───── EXERCISE INPUT

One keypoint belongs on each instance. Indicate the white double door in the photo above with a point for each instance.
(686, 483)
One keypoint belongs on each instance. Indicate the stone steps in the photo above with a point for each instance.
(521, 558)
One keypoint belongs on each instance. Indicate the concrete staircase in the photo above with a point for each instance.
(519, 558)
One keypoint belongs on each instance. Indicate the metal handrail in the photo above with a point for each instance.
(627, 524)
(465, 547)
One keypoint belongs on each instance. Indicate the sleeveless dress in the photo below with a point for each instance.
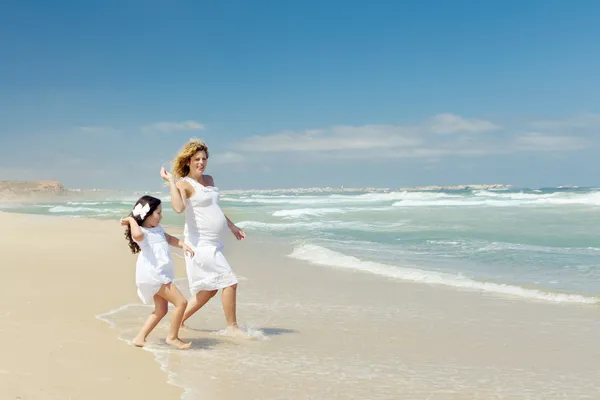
(154, 265)
(204, 225)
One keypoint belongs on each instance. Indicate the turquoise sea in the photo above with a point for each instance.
(541, 244)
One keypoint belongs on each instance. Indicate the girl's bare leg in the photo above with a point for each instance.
(228, 298)
(196, 302)
(170, 293)
(160, 310)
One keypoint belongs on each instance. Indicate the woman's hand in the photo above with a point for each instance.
(237, 232)
(166, 175)
(187, 250)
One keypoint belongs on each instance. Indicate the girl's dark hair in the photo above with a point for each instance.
(153, 202)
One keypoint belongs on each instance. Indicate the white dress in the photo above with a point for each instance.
(204, 225)
(154, 265)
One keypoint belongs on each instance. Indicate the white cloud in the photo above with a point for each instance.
(228, 157)
(576, 122)
(540, 142)
(451, 123)
(335, 138)
(174, 126)
(444, 135)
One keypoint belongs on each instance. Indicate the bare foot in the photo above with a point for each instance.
(178, 343)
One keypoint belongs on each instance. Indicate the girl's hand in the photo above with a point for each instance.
(237, 232)
(166, 175)
(187, 250)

──────────

__TASK INSTRUCTIONS__. Could you write out every line again, from the line containing "One keypoint belongs on each instance. Indicate the turquoise" through the end of the items, both ends included and requests kept as they are, with each point coordinate in the answers multiplied by 1.05 and rounded to a whole number (halves rounded up), and return only those lines?

__THE COMPLETED TASK__.
One keypoint belongs on each instance. Indicate the turquoise sea in the photo above with a point for each instance.
(568, 256)
One keypoint belongs on each instance. Indicate the girl's bare leg in the photo above with a point for each instance.
(239, 313)
(206, 317)
(179, 308)
(168, 326)
One keypoint belongs on each instance. Indicate the woman's hand in the photo above with a point for each instance.
(249, 244)
(174, 184)
(196, 263)
One keypoint belongs on each instance. Indicate the girl's dark hair in the photo above with a point for each instance.
(161, 212)
One keypoint belongs on each instance. Indicate the white dress in the photo above with a point for each instance.
(214, 236)
(162, 278)
One keypoint belongs on each instance. Indicate the white cloud in the photo above with a point for each instance.
(239, 165)
(605, 128)
(567, 149)
(474, 129)
(352, 145)
(183, 132)
(466, 142)
One keypoint belongs on each instance. Indicate the bare foot in the photo above with a point for each instance.
(187, 360)
One keypoint belongs on each instance. Indicate the girl's hand in the photo above with a point for each instance.
(249, 244)
(174, 184)
(196, 263)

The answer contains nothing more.